[Pointing and labeling entries]
● ● ●
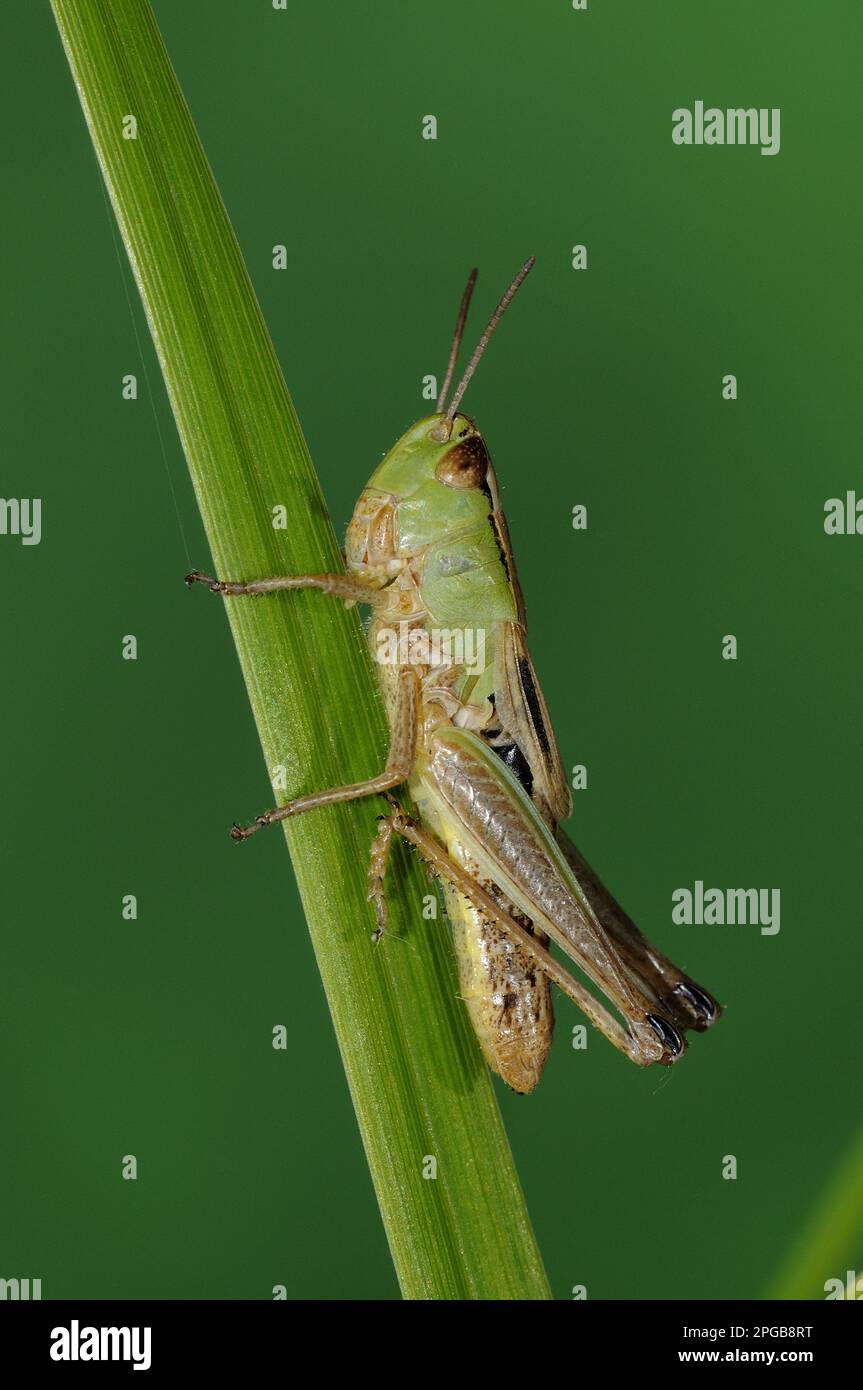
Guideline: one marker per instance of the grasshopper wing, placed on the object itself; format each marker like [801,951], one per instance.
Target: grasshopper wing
[494,823]
[523,712]
[689,1005]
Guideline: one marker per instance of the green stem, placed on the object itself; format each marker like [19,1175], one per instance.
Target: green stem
● ● ●
Prompt: Set down all the data again exactly as above, pictures excluded.

The output:
Guideline: one marker per instance of the grasshopper wing, placed on the object itself; format each marker like [801,951], one per instance.
Target: grasshopper wing
[494,823]
[523,712]
[689,1005]
Guideline: one marker per instance of the green stem, placed on the object itself; format each marker like [19,1175], one per instance.
Target: green stem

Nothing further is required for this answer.